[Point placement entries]
———

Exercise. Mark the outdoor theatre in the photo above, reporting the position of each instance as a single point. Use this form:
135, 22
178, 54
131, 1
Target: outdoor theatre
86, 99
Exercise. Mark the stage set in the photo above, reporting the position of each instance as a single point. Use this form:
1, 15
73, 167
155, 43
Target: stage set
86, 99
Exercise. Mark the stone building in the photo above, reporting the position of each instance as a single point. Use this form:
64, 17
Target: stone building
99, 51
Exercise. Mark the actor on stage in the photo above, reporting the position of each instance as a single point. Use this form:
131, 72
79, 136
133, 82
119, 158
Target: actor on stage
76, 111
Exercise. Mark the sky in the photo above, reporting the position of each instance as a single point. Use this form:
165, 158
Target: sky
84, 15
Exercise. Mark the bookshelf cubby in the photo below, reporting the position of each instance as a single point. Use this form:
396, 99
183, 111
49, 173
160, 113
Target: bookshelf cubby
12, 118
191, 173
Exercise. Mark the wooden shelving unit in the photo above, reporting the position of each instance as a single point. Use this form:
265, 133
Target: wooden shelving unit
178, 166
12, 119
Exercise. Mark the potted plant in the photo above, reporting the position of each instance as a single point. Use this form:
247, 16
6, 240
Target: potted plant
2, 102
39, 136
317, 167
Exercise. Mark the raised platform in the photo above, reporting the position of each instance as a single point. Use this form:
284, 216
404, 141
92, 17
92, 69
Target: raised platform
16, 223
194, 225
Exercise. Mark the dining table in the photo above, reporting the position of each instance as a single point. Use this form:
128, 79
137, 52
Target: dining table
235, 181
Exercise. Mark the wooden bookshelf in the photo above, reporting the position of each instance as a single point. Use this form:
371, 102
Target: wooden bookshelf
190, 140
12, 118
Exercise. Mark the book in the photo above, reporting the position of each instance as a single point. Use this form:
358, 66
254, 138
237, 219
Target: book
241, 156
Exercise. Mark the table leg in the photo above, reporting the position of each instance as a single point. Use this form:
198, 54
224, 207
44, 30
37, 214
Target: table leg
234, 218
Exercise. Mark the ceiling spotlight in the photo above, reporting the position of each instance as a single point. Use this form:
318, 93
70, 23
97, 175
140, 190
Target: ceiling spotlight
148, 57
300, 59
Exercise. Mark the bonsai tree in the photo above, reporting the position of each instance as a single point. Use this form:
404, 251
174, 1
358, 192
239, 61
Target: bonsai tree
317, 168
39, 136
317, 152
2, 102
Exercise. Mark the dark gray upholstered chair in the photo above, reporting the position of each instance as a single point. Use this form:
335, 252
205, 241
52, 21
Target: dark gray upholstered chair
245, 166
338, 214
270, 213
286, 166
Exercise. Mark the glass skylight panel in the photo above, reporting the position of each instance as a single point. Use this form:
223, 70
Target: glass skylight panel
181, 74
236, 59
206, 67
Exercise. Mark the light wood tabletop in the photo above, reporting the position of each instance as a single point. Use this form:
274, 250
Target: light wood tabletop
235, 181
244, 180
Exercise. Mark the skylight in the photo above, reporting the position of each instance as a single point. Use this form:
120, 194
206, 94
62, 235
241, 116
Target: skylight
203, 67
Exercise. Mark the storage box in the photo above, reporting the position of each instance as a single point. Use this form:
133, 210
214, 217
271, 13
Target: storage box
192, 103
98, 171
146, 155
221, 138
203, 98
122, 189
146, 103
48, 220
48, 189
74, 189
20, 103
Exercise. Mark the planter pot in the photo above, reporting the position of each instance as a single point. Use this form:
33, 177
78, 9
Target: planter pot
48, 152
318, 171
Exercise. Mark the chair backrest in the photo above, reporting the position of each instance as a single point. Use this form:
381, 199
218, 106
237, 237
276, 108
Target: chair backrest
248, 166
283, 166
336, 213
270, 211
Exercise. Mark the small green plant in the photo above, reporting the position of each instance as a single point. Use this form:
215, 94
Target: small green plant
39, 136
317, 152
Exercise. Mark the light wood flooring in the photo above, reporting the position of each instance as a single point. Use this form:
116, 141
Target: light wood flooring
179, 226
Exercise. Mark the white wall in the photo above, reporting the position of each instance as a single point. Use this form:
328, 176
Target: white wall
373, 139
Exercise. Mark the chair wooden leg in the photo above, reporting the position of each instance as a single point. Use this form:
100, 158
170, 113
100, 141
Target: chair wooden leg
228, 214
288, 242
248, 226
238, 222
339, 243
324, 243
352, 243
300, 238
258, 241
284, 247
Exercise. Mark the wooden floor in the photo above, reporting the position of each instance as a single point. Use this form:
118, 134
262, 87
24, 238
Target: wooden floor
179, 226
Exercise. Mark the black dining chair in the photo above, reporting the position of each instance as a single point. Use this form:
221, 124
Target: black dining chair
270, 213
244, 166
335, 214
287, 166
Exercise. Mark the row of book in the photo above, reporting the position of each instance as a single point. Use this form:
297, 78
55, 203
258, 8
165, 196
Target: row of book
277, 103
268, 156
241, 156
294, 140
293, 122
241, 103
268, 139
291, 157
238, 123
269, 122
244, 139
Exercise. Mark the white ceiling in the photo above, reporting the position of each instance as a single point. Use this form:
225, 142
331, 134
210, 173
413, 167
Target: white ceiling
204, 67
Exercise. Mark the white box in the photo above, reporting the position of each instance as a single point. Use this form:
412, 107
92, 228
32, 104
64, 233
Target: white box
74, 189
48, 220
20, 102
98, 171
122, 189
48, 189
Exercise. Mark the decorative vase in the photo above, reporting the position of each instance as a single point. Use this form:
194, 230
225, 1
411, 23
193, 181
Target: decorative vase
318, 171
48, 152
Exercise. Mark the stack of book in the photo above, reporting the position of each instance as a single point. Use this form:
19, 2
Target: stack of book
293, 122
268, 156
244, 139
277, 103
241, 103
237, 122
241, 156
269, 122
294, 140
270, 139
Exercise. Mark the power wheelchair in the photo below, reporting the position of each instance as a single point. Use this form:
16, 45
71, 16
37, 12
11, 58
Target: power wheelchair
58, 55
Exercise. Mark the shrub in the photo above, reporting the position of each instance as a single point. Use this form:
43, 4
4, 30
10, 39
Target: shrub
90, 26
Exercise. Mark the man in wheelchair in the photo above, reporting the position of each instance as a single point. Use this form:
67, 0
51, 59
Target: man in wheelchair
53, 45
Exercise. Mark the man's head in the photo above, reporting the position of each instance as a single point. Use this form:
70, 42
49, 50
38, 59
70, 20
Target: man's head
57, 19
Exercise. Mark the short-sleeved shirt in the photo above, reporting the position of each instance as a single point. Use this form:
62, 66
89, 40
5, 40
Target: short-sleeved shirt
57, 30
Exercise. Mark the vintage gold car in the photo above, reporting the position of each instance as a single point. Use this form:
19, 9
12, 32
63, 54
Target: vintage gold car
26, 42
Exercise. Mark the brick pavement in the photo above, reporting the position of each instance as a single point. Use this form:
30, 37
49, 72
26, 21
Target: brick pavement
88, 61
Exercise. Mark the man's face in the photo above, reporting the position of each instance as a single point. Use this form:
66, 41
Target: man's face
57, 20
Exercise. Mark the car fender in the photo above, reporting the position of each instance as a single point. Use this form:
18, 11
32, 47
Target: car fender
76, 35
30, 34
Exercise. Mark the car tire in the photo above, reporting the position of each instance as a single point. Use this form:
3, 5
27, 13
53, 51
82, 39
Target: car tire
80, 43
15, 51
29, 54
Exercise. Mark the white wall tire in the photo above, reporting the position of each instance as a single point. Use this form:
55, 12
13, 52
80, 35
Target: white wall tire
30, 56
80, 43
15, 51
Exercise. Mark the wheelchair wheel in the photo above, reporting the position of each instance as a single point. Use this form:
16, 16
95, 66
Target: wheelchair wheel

———

**SET EXERCISE**
Rewrite everything from the line containing "Exercise. Mark the wheelchair" down to the end of the entries above as a Markdown table with the columns Row and Line. Leave out any blank lines.

**RESPONSE**
| Row | Line |
|---|---|
| 1 | Exercise. Mark the wheelchair wheel in the photo above, reporting the position of each instance as a single point. Use this form: |
| 2 | 16, 16 |
| 3 | 95, 66 |
| 4 | Target: wheelchair wheel |